= Problem to solve =
State the number of lines in the following data that include the word "faucet", with no other text.

(Dataset records)
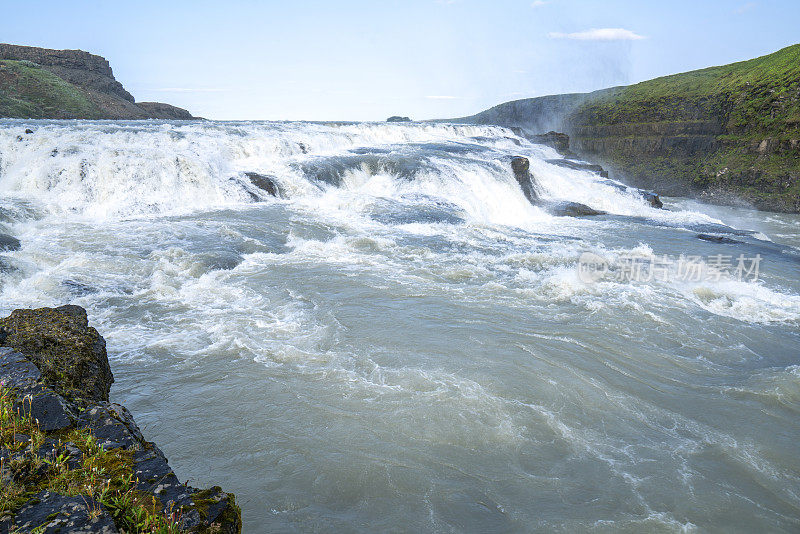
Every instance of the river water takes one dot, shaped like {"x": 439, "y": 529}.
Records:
{"x": 403, "y": 342}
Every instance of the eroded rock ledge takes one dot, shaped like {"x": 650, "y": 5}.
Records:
{"x": 70, "y": 461}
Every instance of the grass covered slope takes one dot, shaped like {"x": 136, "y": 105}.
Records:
{"x": 725, "y": 133}
{"x": 40, "y": 83}
{"x": 29, "y": 91}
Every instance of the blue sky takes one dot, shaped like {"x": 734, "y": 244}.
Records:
{"x": 366, "y": 60}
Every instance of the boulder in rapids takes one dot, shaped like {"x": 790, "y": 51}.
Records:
{"x": 571, "y": 209}
{"x": 265, "y": 183}
{"x": 521, "y": 167}
{"x": 9, "y": 243}
{"x": 652, "y": 198}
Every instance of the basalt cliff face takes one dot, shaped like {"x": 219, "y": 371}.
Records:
{"x": 39, "y": 83}
{"x": 728, "y": 134}
{"x": 70, "y": 460}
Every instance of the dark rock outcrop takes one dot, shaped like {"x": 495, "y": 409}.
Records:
{"x": 652, "y": 198}
{"x": 54, "y": 513}
{"x": 558, "y": 141}
{"x": 727, "y": 135}
{"x": 70, "y": 354}
{"x": 102, "y": 432}
{"x": 580, "y": 166}
{"x": 159, "y": 110}
{"x": 265, "y": 183}
{"x": 571, "y": 209}
{"x": 521, "y": 167}
{"x": 9, "y": 243}
{"x": 88, "y": 77}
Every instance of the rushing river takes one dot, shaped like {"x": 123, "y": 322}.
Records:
{"x": 403, "y": 342}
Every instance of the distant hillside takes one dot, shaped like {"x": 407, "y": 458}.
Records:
{"x": 725, "y": 134}
{"x": 38, "y": 83}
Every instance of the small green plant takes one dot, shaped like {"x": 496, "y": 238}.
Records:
{"x": 102, "y": 476}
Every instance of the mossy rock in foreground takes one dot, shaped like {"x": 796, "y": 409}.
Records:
{"x": 70, "y": 354}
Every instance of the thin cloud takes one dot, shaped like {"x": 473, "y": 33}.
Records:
{"x": 599, "y": 34}
{"x": 745, "y": 8}
{"x": 186, "y": 90}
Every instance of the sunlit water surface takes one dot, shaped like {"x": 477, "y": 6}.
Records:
{"x": 403, "y": 342}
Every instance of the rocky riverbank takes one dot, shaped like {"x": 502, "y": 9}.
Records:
{"x": 70, "y": 460}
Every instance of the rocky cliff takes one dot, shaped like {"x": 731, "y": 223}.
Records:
{"x": 70, "y": 461}
{"x": 39, "y": 83}
{"x": 728, "y": 134}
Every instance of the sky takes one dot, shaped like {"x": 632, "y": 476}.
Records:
{"x": 367, "y": 60}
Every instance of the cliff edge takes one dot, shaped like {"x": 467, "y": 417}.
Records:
{"x": 39, "y": 83}
{"x": 70, "y": 461}
{"x": 727, "y": 134}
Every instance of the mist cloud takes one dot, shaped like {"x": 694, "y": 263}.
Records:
{"x": 599, "y": 34}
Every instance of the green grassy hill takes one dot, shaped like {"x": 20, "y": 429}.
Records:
{"x": 29, "y": 91}
{"x": 726, "y": 134}
{"x": 754, "y": 98}
{"x": 39, "y": 83}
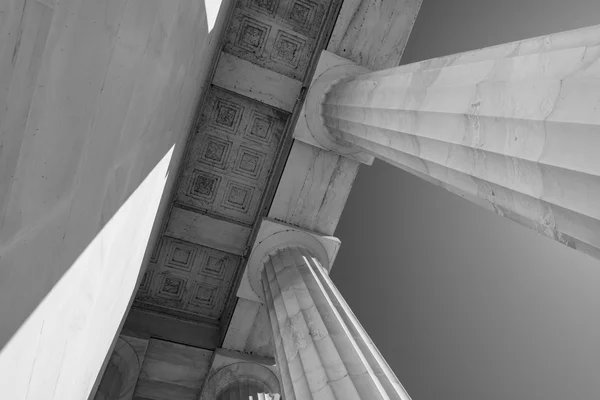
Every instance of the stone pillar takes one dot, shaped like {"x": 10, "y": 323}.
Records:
{"x": 514, "y": 128}
{"x": 321, "y": 349}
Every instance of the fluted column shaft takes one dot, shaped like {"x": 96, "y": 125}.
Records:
{"x": 514, "y": 128}
{"x": 322, "y": 351}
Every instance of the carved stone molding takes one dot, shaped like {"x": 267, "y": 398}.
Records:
{"x": 310, "y": 127}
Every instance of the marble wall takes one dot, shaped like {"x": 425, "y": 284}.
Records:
{"x": 96, "y": 101}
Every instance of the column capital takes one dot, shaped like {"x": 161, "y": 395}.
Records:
{"x": 273, "y": 236}
{"x": 310, "y": 127}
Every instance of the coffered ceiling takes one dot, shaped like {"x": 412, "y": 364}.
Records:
{"x": 266, "y": 54}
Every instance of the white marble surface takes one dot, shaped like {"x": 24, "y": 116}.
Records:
{"x": 313, "y": 189}
{"x": 374, "y": 33}
{"x": 97, "y": 98}
{"x": 173, "y": 371}
{"x": 250, "y": 80}
{"x": 207, "y": 231}
{"x": 514, "y": 127}
{"x": 249, "y": 330}
{"x": 321, "y": 351}
{"x": 272, "y": 236}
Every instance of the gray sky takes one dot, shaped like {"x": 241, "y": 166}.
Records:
{"x": 466, "y": 305}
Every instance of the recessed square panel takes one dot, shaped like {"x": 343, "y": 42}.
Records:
{"x": 249, "y": 162}
{"x": 260, "y": 128}
{"x": 287, "y": 48}
{"x": 301, "y": 13}
{"x": 180, "y": 256}
{"x": 171, "y": 287}
{"x": 215, "y": 264}
{"x": 214, "y": 151}
{"x": 252, "y": 35}
{"x": 203, "y": 185}
{"x": 237, "y": 196}
{"x": 226, "y": 115}
{"x": 205, "y": 295}
{"x": 268, "y": 7}
{"x": 146, "y": 280}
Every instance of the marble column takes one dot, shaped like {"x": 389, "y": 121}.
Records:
{"x": 322, "y": 351}
{"x": 514, "y": 128}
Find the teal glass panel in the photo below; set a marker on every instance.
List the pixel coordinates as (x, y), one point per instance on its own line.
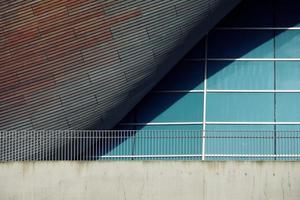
(177, 78)
(169, 141)
(287, 13)
(287, 107)
(241, 107)
(121, 144)
(240, 16)
(171, 107)
(288, 141)
(170, 127)
(239, 140)
(240, 44)
(287, 75)
(287, 44)
(239, 75)
(198, 51)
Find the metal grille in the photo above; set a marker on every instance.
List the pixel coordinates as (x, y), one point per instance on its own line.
(158, 144)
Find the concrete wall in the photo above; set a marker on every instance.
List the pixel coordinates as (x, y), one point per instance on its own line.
(151, 180)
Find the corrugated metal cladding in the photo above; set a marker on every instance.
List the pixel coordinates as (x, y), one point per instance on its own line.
(80, 64)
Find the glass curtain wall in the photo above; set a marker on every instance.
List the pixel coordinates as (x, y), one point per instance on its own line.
(243, 76)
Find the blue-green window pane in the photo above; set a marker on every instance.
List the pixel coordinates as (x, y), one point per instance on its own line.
(240, 43)
(288, 141)
(171, 107)
(287, 13)
(198, 51)
(169, 140)
(287, 75)
(287, 107)
(188, 75)
(239, 139)
(240, 107)
(170, 127)
(287, 44)
(239, 17)
(237, 75)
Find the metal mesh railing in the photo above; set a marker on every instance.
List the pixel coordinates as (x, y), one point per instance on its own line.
(159, 144)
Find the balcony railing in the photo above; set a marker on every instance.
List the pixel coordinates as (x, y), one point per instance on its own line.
(158, 144)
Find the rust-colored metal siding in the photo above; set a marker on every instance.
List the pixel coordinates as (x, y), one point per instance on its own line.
(81, 64)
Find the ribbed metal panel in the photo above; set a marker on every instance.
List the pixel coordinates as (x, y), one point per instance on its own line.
(70, 64)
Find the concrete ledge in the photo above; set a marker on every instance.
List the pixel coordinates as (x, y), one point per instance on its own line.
(151, 180)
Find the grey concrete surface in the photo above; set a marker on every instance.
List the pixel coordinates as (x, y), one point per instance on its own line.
(150, 180)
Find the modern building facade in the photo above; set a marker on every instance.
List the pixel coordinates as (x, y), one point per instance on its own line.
(241, 80)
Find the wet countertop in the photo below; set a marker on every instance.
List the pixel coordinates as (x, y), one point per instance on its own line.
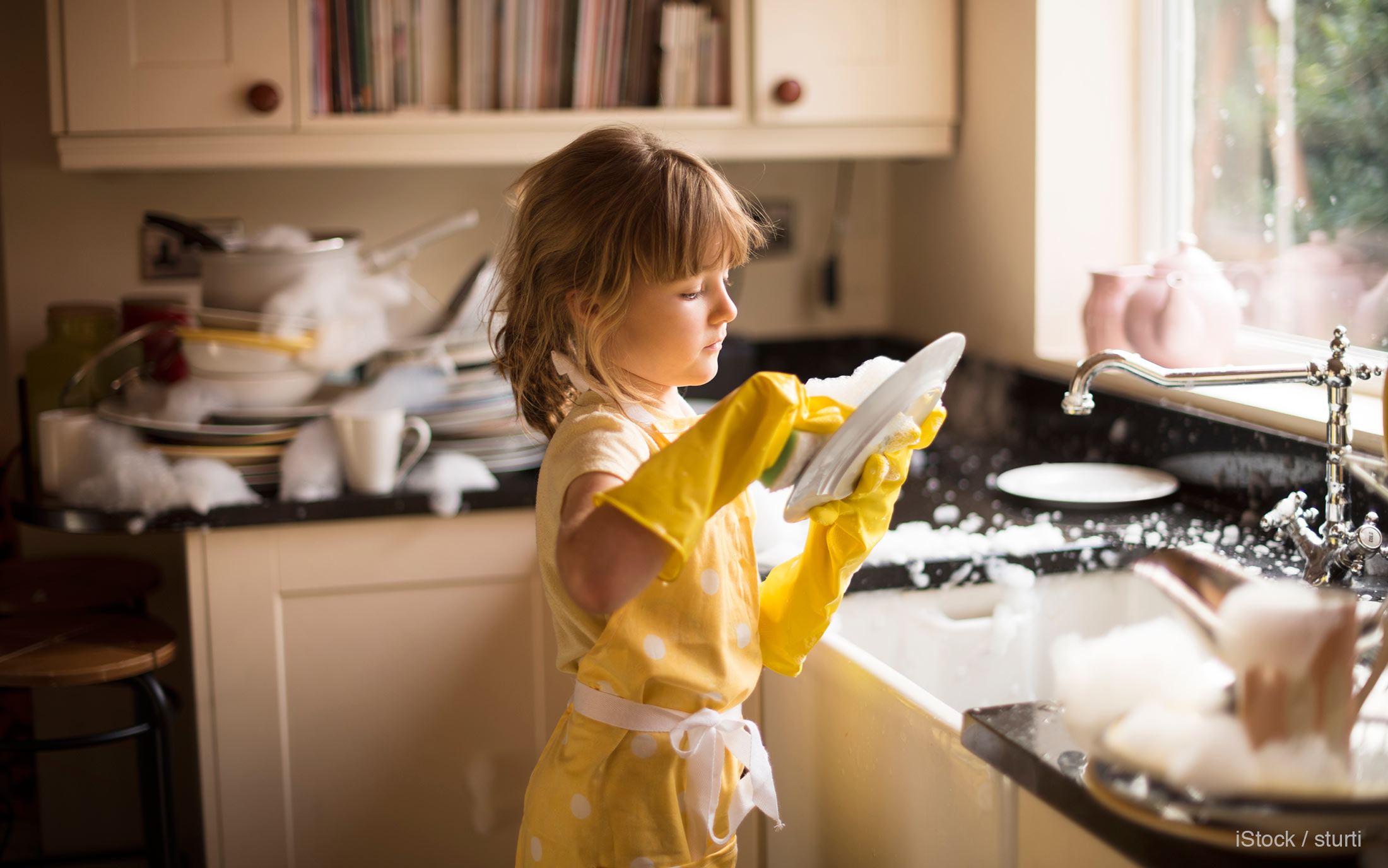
(1029, 743)
(998, 418)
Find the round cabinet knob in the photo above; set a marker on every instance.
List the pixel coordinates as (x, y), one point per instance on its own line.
(262, 97)
(787, 92)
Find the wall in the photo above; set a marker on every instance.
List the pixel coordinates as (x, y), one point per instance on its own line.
(74, 235)
(997, 242)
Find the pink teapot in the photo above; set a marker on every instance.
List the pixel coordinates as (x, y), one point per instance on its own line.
(1185, 314)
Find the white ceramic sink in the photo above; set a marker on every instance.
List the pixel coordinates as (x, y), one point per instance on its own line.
(865, 742)
(986, 645)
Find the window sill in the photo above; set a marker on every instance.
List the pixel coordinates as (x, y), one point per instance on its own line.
(1291, 409)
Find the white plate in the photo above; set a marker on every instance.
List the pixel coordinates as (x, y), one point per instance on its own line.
(915, 389)
(1087, 484)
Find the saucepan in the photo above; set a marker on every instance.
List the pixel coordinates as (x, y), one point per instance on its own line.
(240, 277)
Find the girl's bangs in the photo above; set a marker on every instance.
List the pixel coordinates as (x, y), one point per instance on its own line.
(700, 226)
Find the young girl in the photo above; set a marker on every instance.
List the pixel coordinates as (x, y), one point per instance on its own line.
(614, 295)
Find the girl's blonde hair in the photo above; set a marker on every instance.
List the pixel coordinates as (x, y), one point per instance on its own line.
(613, 204)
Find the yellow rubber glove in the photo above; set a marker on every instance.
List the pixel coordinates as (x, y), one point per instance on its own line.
(681, 486)
(801, 595)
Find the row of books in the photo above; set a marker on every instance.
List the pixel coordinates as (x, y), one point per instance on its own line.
(517, 54)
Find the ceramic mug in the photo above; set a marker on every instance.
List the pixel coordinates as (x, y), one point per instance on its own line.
(63, 446)
(371, 441)
(1316, 696)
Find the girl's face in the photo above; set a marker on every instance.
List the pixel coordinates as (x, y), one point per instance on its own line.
(672, 332)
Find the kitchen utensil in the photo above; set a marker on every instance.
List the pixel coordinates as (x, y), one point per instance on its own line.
(1109, 292)
(186, 230)
(269, 389)
(912, 390)
(63, 446)
(1185, 314)
(1153, 803)
(246, 279)
(163, 355)
(1087, 485)
(370, 443)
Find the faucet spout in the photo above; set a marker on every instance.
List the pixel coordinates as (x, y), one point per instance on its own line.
(1080, 402)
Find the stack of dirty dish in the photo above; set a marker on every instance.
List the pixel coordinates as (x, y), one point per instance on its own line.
(478, 411)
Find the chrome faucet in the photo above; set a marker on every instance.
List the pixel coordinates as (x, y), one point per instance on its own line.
(1338, 552)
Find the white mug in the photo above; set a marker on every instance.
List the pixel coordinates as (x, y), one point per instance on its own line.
(63, 448)
(371, 442)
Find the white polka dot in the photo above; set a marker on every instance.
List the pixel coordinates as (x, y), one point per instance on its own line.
(654, 646)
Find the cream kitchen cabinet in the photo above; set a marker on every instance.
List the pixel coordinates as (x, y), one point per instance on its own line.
(370, 692)
(873, 61)
(164, 85)
(174, 64)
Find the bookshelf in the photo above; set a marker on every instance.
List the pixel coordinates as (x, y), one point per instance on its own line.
(453, 119)
(879, 82)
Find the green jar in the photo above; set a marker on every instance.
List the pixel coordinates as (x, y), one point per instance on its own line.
(77, 332)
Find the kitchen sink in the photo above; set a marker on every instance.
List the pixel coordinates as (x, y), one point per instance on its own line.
(865, 742)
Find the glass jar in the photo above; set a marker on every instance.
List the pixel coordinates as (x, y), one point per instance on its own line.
(77, 332)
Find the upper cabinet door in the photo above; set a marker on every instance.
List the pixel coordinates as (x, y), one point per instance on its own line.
(861, 61)
(175, 64)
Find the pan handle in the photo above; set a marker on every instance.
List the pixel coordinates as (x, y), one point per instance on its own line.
(410, 243)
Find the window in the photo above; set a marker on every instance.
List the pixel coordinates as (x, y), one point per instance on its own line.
(1274, 155)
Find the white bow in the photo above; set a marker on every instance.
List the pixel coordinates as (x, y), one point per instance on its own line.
(710, 734)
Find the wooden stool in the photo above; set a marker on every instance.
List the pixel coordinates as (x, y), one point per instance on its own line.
(75, 582)
(78, 649)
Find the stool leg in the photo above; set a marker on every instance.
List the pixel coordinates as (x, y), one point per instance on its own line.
(156, 774)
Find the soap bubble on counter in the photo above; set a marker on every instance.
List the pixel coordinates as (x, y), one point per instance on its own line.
(211, 483)
(311, 467)
(946, 514)
(400, 388)
(445, 477)
(127, 476)
(773, 538)
(1101, 679)
(1279, 624)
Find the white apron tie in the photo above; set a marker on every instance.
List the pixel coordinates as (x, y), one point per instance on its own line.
(710, 734)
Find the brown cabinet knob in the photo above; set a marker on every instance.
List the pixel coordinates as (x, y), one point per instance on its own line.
(262, 97)
(787, 92)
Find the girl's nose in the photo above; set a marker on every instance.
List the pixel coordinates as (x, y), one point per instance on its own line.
(724, 308)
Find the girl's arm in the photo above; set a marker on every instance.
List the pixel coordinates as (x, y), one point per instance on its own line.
(604, 557)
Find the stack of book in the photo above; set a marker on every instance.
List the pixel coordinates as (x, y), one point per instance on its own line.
(515, 54)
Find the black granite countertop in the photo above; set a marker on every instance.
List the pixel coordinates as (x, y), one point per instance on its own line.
(998, 418)
(1029, 743)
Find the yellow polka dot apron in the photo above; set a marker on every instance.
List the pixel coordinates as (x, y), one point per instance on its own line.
(668, 674)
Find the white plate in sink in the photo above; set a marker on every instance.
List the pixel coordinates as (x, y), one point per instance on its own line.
(1087, 484)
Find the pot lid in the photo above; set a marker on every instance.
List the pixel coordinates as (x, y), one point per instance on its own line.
(1189, 260)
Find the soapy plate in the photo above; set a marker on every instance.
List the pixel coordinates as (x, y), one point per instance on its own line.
(1088, 485)
(915, 389)
(1148, 801)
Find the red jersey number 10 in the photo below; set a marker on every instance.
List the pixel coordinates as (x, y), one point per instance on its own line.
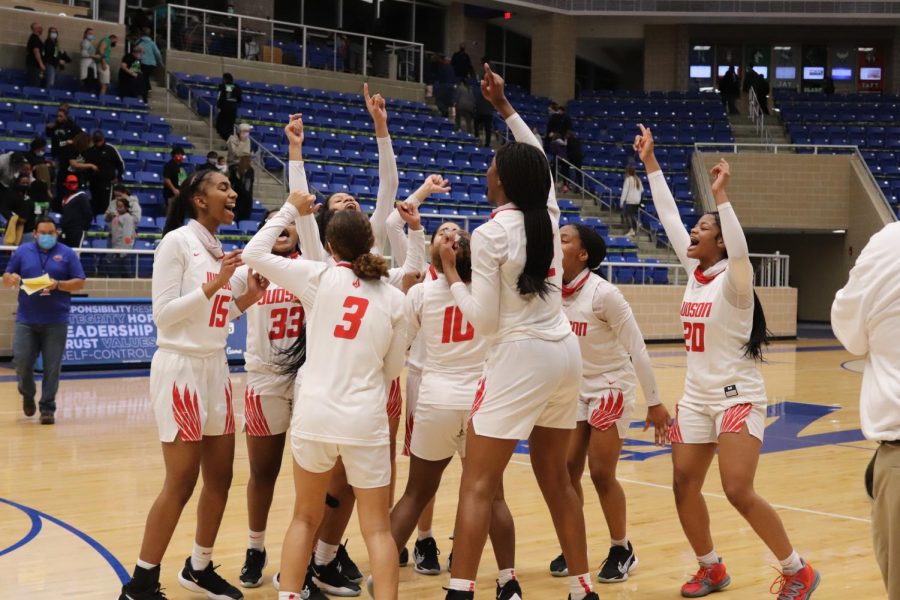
(218, 318)
(693, 336)
(352, 320)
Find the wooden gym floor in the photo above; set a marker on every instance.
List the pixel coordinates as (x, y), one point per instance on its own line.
(73, 497)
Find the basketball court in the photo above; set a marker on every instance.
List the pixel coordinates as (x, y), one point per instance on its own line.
(74, 496)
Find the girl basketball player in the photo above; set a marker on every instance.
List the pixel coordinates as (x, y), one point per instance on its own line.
(724, 402)
(454, 358)
(354, 319)
(189, 385)
(529, 388)
(612, 354)
(274, 325)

= Response area =
2